>> start
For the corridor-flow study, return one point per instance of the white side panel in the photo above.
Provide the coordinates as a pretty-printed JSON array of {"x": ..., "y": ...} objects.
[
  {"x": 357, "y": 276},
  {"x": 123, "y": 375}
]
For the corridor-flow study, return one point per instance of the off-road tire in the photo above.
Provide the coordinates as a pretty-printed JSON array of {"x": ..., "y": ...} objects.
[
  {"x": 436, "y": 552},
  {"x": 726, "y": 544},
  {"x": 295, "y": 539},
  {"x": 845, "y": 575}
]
>> end
>> start
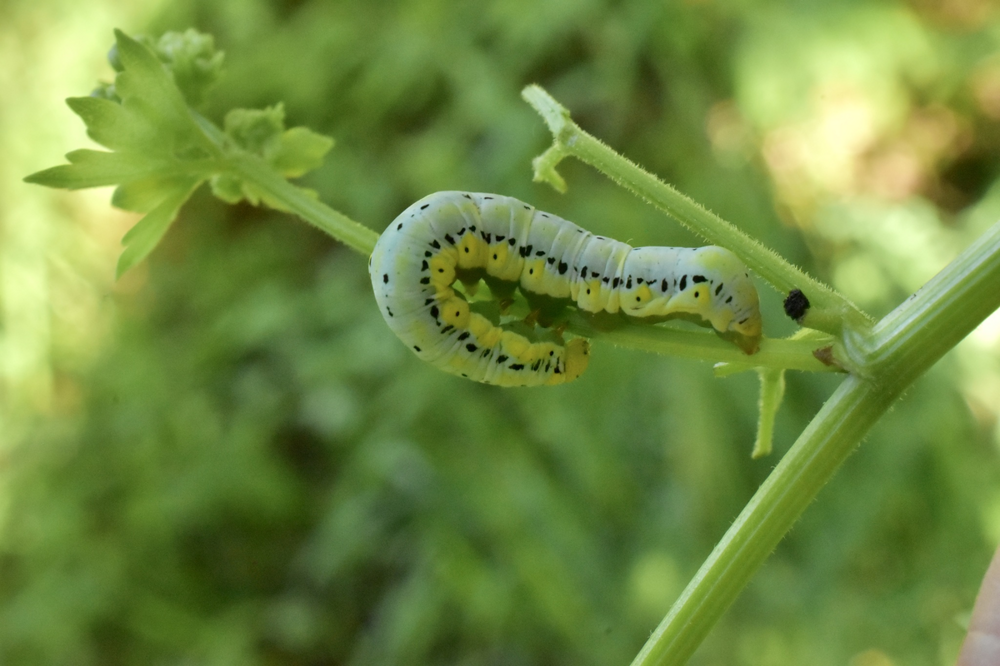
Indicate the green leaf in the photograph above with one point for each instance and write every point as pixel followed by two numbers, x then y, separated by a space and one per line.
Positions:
>> end
>> start
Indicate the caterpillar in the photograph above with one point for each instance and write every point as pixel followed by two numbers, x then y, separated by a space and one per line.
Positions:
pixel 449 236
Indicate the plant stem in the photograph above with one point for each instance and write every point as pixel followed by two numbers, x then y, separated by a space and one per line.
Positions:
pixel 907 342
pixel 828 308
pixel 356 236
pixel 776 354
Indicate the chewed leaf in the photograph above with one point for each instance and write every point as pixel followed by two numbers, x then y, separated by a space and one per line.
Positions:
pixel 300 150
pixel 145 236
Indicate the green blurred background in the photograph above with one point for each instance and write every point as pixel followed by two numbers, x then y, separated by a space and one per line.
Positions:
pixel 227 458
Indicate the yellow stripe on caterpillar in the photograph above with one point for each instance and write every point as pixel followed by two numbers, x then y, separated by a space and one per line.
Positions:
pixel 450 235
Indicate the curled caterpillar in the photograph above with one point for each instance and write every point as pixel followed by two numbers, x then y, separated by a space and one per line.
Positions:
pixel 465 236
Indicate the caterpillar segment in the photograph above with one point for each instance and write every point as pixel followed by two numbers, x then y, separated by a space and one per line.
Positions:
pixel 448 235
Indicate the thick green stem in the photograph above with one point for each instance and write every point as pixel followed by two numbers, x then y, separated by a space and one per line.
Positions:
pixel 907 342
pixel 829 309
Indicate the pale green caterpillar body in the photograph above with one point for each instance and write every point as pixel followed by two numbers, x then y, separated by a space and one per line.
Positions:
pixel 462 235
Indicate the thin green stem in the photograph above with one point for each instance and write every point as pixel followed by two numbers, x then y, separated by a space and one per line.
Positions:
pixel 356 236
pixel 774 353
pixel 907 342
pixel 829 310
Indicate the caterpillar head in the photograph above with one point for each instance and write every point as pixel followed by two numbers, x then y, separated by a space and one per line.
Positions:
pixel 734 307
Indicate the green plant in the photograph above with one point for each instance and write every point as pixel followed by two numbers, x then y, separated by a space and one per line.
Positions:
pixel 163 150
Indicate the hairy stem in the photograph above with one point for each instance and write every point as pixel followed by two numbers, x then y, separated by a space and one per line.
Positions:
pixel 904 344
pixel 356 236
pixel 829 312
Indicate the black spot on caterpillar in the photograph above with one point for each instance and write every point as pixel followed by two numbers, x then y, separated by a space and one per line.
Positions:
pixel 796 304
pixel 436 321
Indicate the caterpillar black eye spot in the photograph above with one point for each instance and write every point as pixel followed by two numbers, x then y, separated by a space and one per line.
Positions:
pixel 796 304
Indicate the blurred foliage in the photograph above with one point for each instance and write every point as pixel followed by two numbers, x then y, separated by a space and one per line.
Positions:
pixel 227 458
>> end
Written instruction:
Transcribe the entries verbatim, beginning at the line that contains "Indicate the pale" and stopping after the line that contains "pixel 734 307".

Response to the task:
Indicate the pale green caterpillar body in the photograph above with one point for each instance and write every point as pixel followed by two numbers, x then y, separated by a space and one per line.
Positions:
pixel 462 235
Indicate the thin green stem in the photograph above with one point for each instance and write every point as pixel followed by two numbers, x then y, separated by a space and one per line.
Positions:
pixel 356 236
pixel 774 353
pixel 907 342
pixel 829 310
Indicate the caterpillar head in the photograph above with one point for each instance and write every point as pixel followed by two numbers, x then y, separated by a space and one per line.
Positions:
pixel 734 307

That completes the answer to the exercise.